Extracted data entries:

####################

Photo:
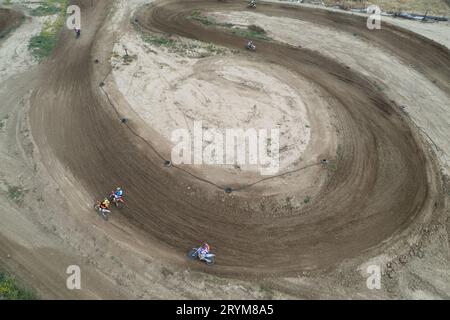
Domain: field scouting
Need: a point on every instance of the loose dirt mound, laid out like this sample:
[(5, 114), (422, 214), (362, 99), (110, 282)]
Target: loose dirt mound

####################

# [Task requirements]
A word-for-word copy of all the data, without pictures, is the expected output.

# [Written response]
Photo:
Domain: field scouting
Need: a point on every instance of the loose dirt mound, laid out like this sample:
[(5, 114), (422, 214), (362, 99), (110, 282)]
Target: loose dirt mound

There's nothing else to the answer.